Records from a collection:
....
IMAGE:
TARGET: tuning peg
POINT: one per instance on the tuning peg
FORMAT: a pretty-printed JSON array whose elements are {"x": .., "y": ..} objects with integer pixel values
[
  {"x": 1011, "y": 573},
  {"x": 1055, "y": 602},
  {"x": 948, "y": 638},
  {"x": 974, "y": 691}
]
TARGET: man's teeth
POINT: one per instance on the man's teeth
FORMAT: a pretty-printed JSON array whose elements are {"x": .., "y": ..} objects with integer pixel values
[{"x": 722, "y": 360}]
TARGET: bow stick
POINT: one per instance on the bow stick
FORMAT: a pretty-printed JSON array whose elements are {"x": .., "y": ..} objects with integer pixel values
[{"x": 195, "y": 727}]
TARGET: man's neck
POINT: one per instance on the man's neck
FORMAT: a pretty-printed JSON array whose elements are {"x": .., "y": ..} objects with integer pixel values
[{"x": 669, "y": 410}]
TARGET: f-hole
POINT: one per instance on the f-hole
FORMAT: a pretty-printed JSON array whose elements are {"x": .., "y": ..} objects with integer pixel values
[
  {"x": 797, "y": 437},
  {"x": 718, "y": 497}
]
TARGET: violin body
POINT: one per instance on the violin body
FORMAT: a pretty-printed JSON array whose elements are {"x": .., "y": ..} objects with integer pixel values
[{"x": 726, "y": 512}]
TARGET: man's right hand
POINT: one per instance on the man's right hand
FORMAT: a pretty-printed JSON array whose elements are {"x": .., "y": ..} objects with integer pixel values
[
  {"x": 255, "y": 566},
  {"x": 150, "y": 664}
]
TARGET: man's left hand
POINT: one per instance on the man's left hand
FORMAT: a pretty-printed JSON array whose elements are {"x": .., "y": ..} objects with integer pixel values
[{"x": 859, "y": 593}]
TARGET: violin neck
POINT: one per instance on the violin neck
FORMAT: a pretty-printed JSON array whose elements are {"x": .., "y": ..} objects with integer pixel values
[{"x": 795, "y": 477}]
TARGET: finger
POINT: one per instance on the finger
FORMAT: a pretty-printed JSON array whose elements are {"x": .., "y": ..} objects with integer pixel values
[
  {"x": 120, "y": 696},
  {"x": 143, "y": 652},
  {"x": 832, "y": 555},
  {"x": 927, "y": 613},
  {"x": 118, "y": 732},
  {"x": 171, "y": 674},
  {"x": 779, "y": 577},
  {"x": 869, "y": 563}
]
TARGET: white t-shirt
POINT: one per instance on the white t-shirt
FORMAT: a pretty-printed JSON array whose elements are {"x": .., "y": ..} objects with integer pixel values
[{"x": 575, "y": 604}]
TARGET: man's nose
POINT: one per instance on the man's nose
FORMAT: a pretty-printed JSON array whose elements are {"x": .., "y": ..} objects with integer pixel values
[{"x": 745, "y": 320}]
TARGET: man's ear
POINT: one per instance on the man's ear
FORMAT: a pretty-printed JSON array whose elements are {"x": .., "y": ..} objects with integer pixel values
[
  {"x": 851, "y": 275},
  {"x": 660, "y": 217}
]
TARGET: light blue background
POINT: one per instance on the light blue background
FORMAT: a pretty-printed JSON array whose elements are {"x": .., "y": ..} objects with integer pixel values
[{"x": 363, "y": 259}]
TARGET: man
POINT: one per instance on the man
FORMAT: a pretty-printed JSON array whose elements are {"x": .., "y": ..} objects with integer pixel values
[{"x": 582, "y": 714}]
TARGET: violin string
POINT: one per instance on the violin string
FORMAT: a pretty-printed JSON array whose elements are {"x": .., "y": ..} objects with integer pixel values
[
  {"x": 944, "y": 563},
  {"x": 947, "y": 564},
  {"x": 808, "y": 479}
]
....
_EXERCISE PROMPT_
Which lines above include "stick"? Show each of them by copying it.

_ANSWER SECTION_
TARGET: bow stick
POINT: one per instance on the bow stick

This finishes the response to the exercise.